== DOCUMENT EXCERPT ==

The Keto Diet: Improve Cholesterol Numbers, Inflammation, and Burn Fat

Americans struggle and obsession with weight loss is an age-old issue.  As we have been discussing for the last several months, stress physiology makes weight loss more difficult and is often associated with dangerous increased belly fat, increased blood sugar, along with fatigue and inflammation.  Some of the most common barriers to weight loss include patients’ issues with sleep disturbances, as well as complaining of uncontrollable cravings and feeling hungry.  These physiological problems are attributable to chronic stress physiology experienced by millions of Americans.  One of the side-effects of stress physiology and high cortisol levels includes dysregulation of hunger hormones like ghrelin and leptin.  With this dysregulation, people may feel like they are never full or feel like they could eat uncontrollably.  This isn’t true hunger, rather it is hormonally-driven hunger.  For many patients, this phenomenon is frustrating, leading to food choices they know are not healthful or not conducive to their goals.  The good news is that these types of cravings and dysregulation can be improved using specific strategies.

===
== LISTED ENTRIES ==

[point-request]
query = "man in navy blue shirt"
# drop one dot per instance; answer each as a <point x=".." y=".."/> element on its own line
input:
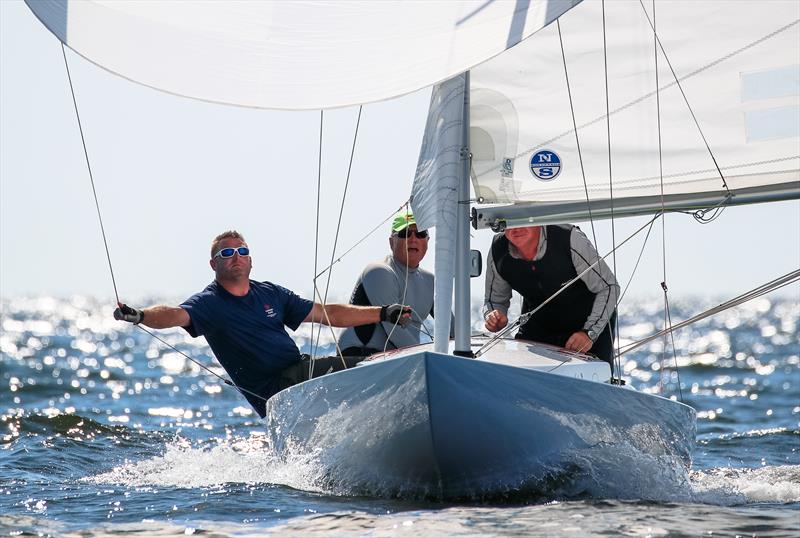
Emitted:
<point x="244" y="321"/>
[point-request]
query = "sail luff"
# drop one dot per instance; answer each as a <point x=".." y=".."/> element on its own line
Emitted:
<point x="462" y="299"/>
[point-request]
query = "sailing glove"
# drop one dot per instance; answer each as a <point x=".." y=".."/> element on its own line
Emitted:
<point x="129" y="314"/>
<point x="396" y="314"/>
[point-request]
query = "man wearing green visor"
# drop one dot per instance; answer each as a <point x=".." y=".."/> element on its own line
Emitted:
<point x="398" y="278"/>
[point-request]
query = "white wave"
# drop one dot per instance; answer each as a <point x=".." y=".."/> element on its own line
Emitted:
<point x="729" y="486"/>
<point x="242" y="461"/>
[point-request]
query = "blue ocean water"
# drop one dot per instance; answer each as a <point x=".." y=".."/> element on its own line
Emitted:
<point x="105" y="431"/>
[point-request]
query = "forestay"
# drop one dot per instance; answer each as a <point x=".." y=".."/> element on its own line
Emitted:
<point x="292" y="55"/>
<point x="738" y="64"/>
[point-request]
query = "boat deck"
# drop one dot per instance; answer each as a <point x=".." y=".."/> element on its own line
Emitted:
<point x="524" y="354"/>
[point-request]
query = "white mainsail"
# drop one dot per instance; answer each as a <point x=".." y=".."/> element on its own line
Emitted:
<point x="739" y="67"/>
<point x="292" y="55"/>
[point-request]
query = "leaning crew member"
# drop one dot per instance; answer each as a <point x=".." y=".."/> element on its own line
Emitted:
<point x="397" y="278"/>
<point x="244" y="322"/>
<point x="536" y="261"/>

===
== LISTED ENTRIES ==

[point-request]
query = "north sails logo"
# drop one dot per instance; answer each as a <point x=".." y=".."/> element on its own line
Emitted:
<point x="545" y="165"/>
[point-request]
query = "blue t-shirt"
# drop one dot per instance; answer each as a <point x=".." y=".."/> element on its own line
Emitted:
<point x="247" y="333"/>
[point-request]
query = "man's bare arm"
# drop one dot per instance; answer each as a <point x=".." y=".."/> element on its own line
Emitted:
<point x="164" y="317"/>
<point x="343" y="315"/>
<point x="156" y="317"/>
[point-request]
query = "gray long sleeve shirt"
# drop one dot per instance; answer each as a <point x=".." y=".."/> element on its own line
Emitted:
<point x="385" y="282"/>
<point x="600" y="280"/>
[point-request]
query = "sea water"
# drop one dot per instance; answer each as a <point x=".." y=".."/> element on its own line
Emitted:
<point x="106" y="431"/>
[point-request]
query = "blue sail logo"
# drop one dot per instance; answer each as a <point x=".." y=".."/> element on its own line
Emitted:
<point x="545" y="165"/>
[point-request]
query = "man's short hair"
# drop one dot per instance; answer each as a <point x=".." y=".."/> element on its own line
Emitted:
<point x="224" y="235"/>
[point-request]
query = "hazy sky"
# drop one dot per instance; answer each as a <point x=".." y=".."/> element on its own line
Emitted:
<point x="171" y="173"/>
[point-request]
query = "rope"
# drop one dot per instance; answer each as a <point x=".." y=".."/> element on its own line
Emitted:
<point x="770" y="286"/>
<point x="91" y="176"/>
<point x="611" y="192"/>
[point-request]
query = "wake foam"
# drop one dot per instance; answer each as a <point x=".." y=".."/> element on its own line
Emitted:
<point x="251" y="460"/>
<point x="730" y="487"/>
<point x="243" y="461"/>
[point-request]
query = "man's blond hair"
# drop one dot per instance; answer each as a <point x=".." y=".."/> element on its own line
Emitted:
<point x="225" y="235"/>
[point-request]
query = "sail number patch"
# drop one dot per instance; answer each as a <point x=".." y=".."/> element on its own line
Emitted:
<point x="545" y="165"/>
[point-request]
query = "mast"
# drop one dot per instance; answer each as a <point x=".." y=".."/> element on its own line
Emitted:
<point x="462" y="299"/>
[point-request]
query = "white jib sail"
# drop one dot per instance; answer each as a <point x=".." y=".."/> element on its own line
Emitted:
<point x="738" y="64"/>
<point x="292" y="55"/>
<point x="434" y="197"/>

===

> WHAT THE TASK ASKS
Please continue the keto diet article at the top of the page, starting after its last sentence.

> EXPECTED ANSWER
A solution for many patients in this situation has been a ketogenic (keto) diet.  With macronutrient ratios high in fat, moderate in protein, and low in carbohydrates, a ketogenic diet is opposite to what many Americans typically think of as a healthy diet (please realize that implementing a keto diet is different than the diabetic state of ketoacidosis, a very dangerous state).  Much of this belief is from outdated media encouragement of eating low-fat, highly processed foods which has led to America’s increase in cardiovascular disease, obesity, and diabetes.  It is true that a keto diet isn’t healthy if done with fatty cuts of processed meat and heavy amounts of dairy like cheese and cream (as often seen in the media).  But, when designed with healthy nutrients in the proper ratios, a keto diet can actually decrease inflammation, drastically reduce belly fat, and regulate hunger hormones like leptin and ghrelin.  In this way, many who implement a keto diet feel little hunger and experience virtually zero cravings as they lose fat.  A healthy keto plate is colorful, offers much variety, and can taste delicious.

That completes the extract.